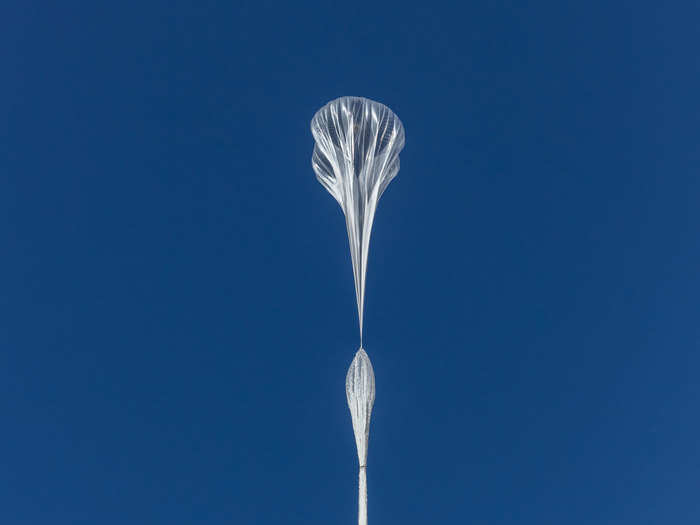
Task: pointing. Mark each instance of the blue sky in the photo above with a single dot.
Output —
(177, 310)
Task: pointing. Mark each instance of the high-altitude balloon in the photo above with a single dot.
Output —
(356, 156)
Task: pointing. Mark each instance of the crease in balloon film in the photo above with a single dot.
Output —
(355, 157)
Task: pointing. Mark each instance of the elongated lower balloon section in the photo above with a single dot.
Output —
(359, 389)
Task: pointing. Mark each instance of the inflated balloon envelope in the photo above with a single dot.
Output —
(356, 156)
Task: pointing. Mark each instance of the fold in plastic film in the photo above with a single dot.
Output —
(356, 156)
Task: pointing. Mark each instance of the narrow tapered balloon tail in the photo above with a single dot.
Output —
(359, 389)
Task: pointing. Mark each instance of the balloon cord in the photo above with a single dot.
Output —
(362, 503)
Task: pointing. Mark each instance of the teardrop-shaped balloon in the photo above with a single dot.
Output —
(356, 156)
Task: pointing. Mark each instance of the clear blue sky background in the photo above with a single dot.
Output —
(176, 301)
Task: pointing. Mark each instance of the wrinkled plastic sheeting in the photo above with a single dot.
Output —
(359, 389)
(356, 156)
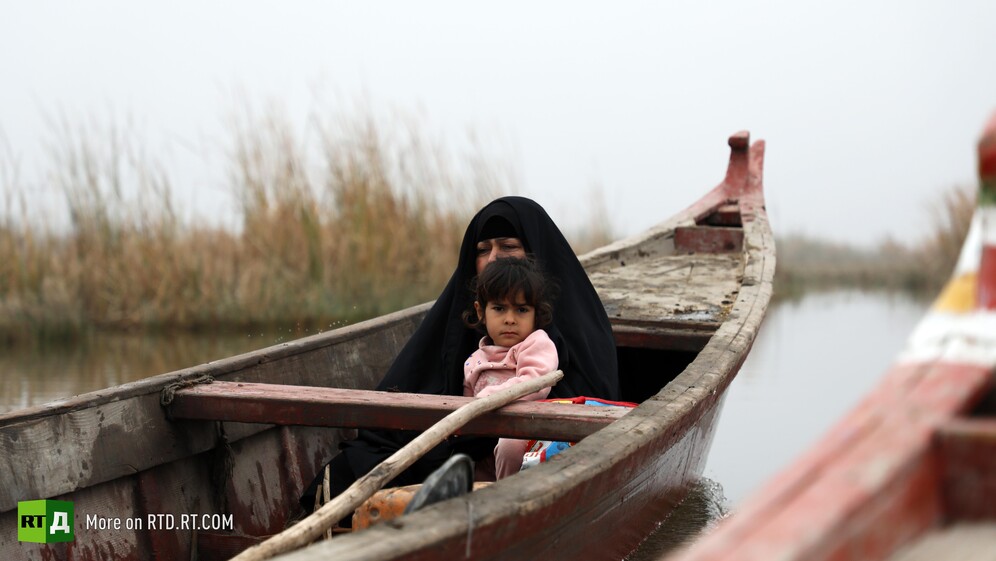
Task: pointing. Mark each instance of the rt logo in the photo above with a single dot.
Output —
(45, 521)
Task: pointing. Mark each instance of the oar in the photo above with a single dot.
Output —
(312, 527)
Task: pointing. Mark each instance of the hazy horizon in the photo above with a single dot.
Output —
(869, 110)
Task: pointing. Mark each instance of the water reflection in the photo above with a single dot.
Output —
(813, 360)
(815, 357)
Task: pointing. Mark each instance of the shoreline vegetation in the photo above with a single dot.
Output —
(347, 220)
(809, 264)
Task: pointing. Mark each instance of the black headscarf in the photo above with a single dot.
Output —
(432, 360)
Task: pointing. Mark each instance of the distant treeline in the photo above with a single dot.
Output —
(348, 219)
(806, 263)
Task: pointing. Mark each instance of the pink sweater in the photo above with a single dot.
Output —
(493, 368)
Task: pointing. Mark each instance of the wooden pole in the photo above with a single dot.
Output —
(312, 527)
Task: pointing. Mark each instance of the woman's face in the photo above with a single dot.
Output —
(495, 248)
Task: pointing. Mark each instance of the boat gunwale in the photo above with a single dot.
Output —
(651, 427)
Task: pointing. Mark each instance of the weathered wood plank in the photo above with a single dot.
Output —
(333, 407)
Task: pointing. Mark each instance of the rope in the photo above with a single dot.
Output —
(169, 392)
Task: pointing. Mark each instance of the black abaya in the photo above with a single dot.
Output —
(432, 360)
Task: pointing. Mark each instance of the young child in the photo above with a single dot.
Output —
(513, 304)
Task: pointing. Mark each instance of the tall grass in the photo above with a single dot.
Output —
(922, 268)
(364, 220)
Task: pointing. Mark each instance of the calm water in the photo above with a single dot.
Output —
(815, 357)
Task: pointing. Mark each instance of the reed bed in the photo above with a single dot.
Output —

** TASK REQUIREMENTS **
From the entries, work out how many lines include the word "film", answering with the number only.

** THE ANSWER **
2